Data entries =
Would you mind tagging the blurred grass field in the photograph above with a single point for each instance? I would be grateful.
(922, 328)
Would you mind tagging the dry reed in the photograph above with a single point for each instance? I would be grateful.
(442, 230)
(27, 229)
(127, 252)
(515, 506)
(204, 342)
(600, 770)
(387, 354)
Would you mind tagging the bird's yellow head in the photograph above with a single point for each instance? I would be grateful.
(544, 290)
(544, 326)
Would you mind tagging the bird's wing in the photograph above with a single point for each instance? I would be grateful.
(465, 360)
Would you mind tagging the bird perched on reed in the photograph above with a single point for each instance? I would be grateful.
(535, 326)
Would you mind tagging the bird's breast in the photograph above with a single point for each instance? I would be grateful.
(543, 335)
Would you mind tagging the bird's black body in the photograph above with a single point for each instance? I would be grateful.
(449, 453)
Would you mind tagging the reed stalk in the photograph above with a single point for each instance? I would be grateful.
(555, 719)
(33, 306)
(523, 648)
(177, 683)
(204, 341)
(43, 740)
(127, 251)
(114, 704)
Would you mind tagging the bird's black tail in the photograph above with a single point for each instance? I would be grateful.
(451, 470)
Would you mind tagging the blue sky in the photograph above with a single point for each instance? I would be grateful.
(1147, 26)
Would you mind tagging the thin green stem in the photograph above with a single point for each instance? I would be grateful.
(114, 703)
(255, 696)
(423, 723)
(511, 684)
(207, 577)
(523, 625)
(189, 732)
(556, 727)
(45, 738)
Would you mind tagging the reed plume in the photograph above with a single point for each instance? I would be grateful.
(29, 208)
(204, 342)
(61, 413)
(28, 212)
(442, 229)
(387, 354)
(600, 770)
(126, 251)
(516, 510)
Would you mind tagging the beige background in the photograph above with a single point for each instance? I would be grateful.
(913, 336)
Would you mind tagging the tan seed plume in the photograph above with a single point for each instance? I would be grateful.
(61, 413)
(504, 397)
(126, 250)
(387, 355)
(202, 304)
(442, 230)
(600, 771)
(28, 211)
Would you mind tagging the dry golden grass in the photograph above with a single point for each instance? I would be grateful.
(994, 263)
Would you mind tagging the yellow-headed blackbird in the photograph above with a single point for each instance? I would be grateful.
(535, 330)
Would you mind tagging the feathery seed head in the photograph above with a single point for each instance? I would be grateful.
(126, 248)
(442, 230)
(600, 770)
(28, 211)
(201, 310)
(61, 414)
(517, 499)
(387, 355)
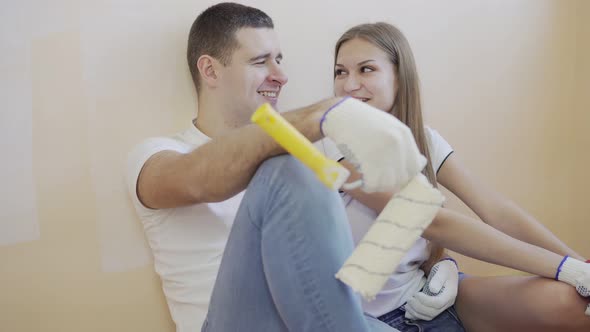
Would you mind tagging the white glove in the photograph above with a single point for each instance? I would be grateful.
(577, 274)
(381, 147)
(438, 294)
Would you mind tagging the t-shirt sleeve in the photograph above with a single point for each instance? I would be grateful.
(439, 148)
(138, 157)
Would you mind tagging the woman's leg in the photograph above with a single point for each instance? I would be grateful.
(289, 238)
(520, 303)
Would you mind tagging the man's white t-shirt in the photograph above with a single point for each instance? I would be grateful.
(187, 242)
(408, 278)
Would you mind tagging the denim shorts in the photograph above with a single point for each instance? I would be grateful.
(447, 321)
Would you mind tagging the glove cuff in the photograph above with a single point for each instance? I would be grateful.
(450, 259)
(570, 270)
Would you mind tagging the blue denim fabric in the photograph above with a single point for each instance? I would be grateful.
(447, 321)
(289, 238)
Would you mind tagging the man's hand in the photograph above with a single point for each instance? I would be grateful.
(438, 294)
(377, 144)
(577, 274)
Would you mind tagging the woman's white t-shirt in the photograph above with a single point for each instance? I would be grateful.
(408, 278)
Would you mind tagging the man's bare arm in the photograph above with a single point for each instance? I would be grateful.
(220, 168)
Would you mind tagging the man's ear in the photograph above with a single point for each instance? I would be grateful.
(208, 70)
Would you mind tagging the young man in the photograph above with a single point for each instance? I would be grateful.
(290, 235)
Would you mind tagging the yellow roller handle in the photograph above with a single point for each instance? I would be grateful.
(330, 173)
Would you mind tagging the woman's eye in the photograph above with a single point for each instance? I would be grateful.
(366, 69)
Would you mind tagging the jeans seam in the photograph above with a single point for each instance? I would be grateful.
(309, 284)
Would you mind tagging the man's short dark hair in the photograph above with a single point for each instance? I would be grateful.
(214, 32)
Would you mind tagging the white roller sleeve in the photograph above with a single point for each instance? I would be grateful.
(399, 225)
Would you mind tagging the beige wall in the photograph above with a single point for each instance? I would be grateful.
(506, 82)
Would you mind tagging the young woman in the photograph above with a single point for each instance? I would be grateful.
(374, 63)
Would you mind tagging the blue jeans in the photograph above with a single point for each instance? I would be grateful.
(289, 238)
(447, 321)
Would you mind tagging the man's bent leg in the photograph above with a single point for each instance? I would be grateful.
(289, 238)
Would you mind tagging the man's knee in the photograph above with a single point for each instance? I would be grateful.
(286, 170)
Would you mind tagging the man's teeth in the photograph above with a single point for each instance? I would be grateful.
(271, 94)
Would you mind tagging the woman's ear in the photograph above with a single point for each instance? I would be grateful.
(208, 70)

Required task = Copy the rows again from the line with "Would you mind tagging the man's teeth" through the last row, requests included, and add -137 to every coordinate in the answers.

Answer to the problem =
Would you mind tagging the man's teeth in the photograph above with a single point for each instance? I would be grateful.
(134, -43)
Would you mind tagging the woman's ear in the photograph above with a single point for each instance? I would be grateful.
(71, -67)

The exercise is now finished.